Textauszug:
%%

Demgegenüber stiegen die Ausgaben für Maßnahmen der Wiedereingliederung, Rehabilitation und Arbeitsbeschaffung von rund 0, 5 Mrd. DM (1973) auf knapp 3 Mrd. DM im Jahr 1979. Diese Ausgabenentwicklung ist sicherlich ein Reflex der schwierigen Arbeitsmarktsituation. Man muß sich jedoch fragen, ob die Arbeitsmarktpolitik nicht Opfer eines Teufelskreises ist, den es zu durchbrechen gilt: Die wirklich vorbeugenden, produktiven und unzweifelhaft effektiven Maßnahmen der Qualifikationsförderung sind in der Vergangenheit gegenüber den überwiegend verteilungs-und sozialpolitisch motivierten Maßnahmen der Rehabilitation, Wiedereingliederung und zeitlich befristeten Arbeitsbeschaffung zurückgetreten. Von dem Sonderproblem der Rehabilitation einmal abgesehen (die unabhängig von der Arbeitsmarktlage dringend nötig ist), ist jedoch der qualitative und der quantitative Beschäftigungseffekt der Eingliederungsbeihilfen und der traditionellen Arbeitsbeschaffungsmaßnahmen nach allen Wirkungsanalysen, die wir kennen, von allen arbeitsmarktpolitischen Instrumenten am zweifelhaftesten Hier muß die Arbeitsmarktpolitik in Zukunft neue Akzente setzen, die in den jüngsten Maßnahmen der Bundesregierung zum Teil auch schon aufgegriffen wurden.
III. Der künftige Beitrag der Arbeitsmarktpolitik zur „Modernisierung der Volkswirtschaft"
These 6: Die Arbeitsmarktpolitik kann sowohlnachfrage-wie angebotsseitig zur wachstumspolitischen Expansion der Beschäftigung beitragen — besonders durch Ausweitung anpassungsbedingter betrieblicher Qualifizierung und durch Steuerung von Arbeitsbeschaffungsmaßnahmen in latente, dauerhafte Bedarfsbereiche. Durch Beseitigung qualifikationsbedingter Engpässe kann die Arbeitsmarktpolitik auch den Spielraum für expansive globale Beschäftigungspolitik erweitern.

%%

Aufgabe 1: Schreiben Sie aus den nachfolgenden Zeilen alles von der Zeile mit „The query is: coat of arms on banner“ bis einschließlich der Zeile mit „left=315, top=193, right=341, bottom=224“ wortgetreu ab.
Der Textauszug und die Zeilen stammen aus unterschiedlichen Quellen.

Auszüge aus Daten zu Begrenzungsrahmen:
%%

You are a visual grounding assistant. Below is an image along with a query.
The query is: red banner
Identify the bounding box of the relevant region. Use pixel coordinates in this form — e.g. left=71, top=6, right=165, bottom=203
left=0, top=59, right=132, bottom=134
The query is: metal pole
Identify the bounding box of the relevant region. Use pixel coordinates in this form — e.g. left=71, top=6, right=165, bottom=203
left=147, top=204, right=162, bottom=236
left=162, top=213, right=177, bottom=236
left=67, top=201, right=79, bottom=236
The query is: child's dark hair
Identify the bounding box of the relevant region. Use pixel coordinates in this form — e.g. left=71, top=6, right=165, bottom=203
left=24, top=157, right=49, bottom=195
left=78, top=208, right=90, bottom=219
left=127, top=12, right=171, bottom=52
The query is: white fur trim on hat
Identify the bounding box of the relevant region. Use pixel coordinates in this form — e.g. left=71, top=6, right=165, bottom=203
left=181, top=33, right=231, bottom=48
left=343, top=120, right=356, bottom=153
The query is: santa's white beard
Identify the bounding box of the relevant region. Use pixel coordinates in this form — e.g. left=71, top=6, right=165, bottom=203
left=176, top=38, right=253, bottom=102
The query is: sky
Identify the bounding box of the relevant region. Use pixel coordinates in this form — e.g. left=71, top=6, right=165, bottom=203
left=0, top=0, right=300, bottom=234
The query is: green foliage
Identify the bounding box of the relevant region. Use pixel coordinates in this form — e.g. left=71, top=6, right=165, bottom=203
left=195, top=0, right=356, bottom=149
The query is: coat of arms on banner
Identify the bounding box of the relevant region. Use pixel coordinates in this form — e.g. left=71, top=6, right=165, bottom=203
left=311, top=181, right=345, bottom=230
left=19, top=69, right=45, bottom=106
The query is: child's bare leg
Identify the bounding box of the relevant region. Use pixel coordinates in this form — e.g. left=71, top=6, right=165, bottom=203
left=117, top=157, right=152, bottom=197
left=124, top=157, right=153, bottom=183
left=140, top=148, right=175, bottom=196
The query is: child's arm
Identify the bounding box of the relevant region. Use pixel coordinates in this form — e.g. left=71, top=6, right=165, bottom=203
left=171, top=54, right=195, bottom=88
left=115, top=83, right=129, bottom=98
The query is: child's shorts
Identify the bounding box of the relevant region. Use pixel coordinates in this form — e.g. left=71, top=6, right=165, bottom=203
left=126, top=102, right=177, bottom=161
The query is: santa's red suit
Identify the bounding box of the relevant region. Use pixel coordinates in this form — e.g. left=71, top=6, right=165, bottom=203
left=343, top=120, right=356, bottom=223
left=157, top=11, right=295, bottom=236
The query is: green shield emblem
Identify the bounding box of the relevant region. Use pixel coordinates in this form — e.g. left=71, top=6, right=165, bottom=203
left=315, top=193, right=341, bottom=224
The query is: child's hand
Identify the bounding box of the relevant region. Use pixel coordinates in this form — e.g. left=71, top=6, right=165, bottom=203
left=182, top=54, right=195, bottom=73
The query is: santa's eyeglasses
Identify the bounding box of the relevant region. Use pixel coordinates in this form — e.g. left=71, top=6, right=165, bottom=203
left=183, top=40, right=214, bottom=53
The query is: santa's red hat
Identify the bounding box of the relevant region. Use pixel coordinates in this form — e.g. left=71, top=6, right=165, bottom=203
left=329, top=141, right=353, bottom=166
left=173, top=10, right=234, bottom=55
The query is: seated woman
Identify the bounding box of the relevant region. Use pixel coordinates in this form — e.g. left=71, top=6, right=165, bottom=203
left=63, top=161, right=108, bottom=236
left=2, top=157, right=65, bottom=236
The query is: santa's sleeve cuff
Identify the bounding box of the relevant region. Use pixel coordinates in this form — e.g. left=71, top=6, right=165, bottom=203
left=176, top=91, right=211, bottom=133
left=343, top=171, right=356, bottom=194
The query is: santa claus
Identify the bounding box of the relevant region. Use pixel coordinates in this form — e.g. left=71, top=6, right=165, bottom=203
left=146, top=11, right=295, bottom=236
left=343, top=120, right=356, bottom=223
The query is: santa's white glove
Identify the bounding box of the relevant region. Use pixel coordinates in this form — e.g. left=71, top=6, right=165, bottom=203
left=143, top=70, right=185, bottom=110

%%

Aufgabe 2: Geben Sie den Textauszug zur Arbeitsmarktpolitik von „These 6: Die“ bis „globale Beschäftigungspolitik erweitern.“ erneut wieder und ersetzen Sie dabei „Engpässe“ durch „Hindernisse“.

Ergebnis 1:
The query is: coat of arms on banner
Identify the bounding box of the relevant region. Use pixel coordinates in this form — e.g. left=71, top=6, right=165, bottom=203
left=311, top=181, right=345, bottom=230
left=19, top=69, right=45, bottom=106
The query is: child's bare leg
Identify the bounding box of the relevant region. Use pixel coordinates in this form — e.g. left=71, top=6, right=165, bottom=203
left=117, top=157, right=152, bottom=197
left=124, top=157, right=153, bottom=183
left=140, top=148, right=175, bottom=196
The query is: child's arm
Identify the bounding box of the relevant region. Use pixel coordinates in this form — e.g. left=71, top=6, right=165, bottom=203
left=171, top=54, right=195, bottom=88
left=115, top=83, right=129, bottom=98
The query is: child's shorts
Identify the bounding box of the relevant region. Use pixel coordinates in this form — e.g. left=71, top=6, right=165, bottom=203
left=126, top=102, right=177, bottom=161
The query is: santa's red suit
Identify the bounding box of the relevant region. Use pixel coordinates in this form — e.g. left=71, top=6, right=165, bottom=203
left=343, top=120, right=356, bottom=223
left=157, top=11, right=295, bottom=236
The query is: green shield emblem
Identify the bounding box of the relevant region. Use pixel coordinates in this form — e.g. left=71, top=6, right=165, bottom=203
left=315, top=193, right=341, bottom=224

Ergebnis 2:
These 6: Die Arbeitsmarktpolitik kann sowohlnachfrage-wie angebotsseitig zur wachstumspolitischen Expansion der Beschäftigung beitragen — besonders durch Ausweitung anpassungsbedingter betrieblicher Qualifizierung und durch Steuerung von Arbeitsbeschaffungsmaßnahmen in latente, dauerhafte Bedarfsbereiche. Durch Beseitigung qualifikationsbedingter Hindernisse kann die Arbeitsmarktpolitik auch den Spielraum für expansive globale Beschäftigungspolitik erweitern.